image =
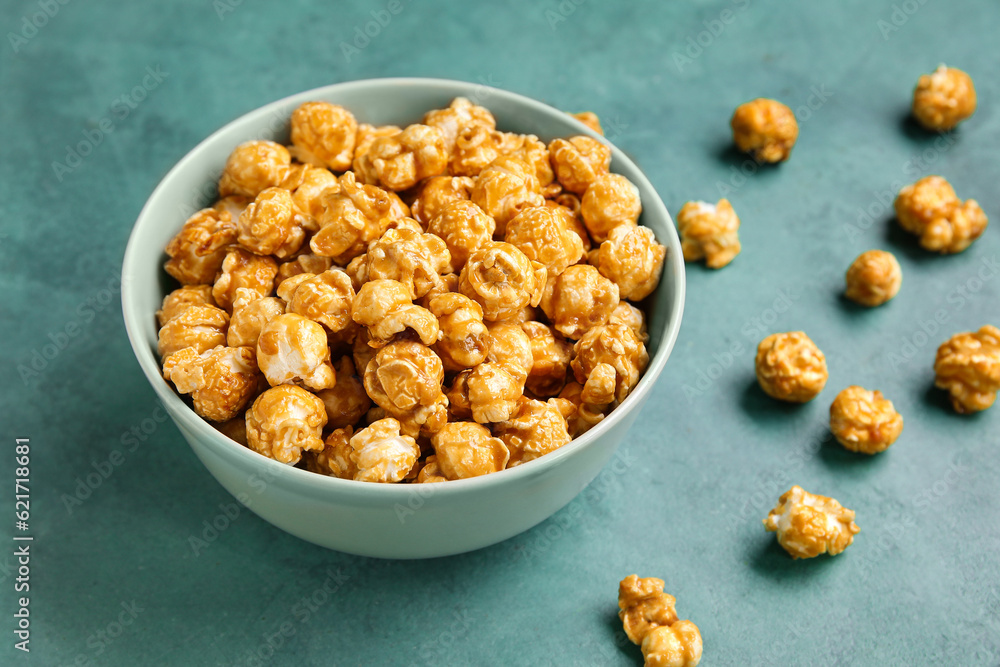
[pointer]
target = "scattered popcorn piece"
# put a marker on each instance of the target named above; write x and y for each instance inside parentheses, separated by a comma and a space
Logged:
(873, 278)
(930, 209)
(944, 98)
(790, 367)
(766, 129)
(709, 232)
(284, 421)
(809, 525)
(968, 366)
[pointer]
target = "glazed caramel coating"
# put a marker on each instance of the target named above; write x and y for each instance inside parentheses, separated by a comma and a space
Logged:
(465, 340)
(930, 209)
(346, 402)
(578, 161)
(404, 379)
(873, 278)
(199, 327)
(944, 98)
(633, 259)
(502, 280)
(221, 381)
(766, 129)
(197, 251)
(464, 228)
(350, 219)
(323, 135)
(254, 166)
(183, 298)
(535, 429)
(466, 449)
(242, 268)
(292, 348)
(616, 345)
(504, 187)
(968, 366)
(386, 308)
(864, 421)
(543, 235)
(790, 367)
(578, 300)
(609, 201)
(676, 645)
(809, 525)
(709, 232)
(272, 224)
(400, 161)
(251, 312)
(284, 421)
(644, 606)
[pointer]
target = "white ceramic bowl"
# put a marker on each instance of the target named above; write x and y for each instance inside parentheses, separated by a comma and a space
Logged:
(383, 520)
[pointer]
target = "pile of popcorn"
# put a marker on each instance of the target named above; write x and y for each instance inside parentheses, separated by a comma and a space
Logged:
(417, 304)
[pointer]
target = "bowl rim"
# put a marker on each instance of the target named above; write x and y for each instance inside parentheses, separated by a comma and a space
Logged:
(228, 448)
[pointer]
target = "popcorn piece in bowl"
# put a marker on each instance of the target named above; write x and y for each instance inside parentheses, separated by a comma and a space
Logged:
(766, 129)
(284, 421)
(968, 366)
(808, 525)
(864, 421)
(709, 232)
(944, 98)
(873, 278)
(221, 380)
(790, 367)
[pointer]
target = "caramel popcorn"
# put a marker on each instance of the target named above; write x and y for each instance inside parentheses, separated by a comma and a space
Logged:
(873, 278)
(404, 379)
(535, 429)
(292, 348)
(325, 298)
(221, 381)
(199, 327)
(502, 279)
(284, 421)
(506, 186)
(616, 345)
(197, 252)
(930, 209)
(709, 232)
(944, 98)
(609, 201)
(242, 268)
(346, 402)
(578, 161)
(543, 235)
(253, 167)
(809, 525)
(323, 135)
(399, 161)
(790, 367)
(676, 645)
(863, 421)
(386, 308)
(251, 312)
(579, 299)
(766, 129)
(633, 259)
(183, 298)
(466, 449)
(968, 366)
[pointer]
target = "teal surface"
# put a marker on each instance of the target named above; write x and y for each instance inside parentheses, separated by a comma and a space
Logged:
(117, 92)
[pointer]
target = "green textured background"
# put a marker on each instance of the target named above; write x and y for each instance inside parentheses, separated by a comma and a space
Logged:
(709, 455)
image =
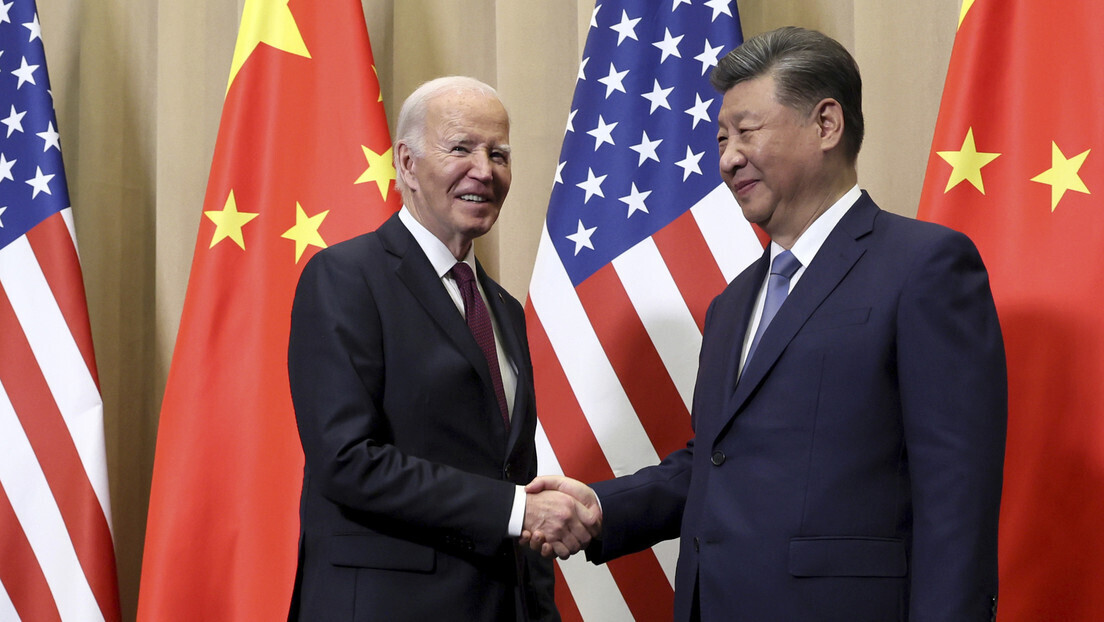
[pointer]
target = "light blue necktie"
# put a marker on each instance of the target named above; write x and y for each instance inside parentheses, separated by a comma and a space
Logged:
(777, 287)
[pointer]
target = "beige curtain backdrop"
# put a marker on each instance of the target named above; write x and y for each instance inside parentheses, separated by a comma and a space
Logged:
(138, 86)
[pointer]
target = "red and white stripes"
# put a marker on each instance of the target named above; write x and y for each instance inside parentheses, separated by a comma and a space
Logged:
(615, 364)
(59, 559)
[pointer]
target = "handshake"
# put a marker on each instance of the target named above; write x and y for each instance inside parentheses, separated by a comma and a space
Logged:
(562, 515)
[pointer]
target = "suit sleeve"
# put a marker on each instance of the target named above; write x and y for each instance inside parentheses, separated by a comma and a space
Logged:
(337, 371)
(954, 402)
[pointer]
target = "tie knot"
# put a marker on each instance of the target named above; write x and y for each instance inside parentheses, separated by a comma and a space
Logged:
(785, 264)
(462, 273)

+ + + + +

▶ Task directions:
Count, in the data above, the lines that hold "caramel". Return only that count.

▶ Output for this exercise:
2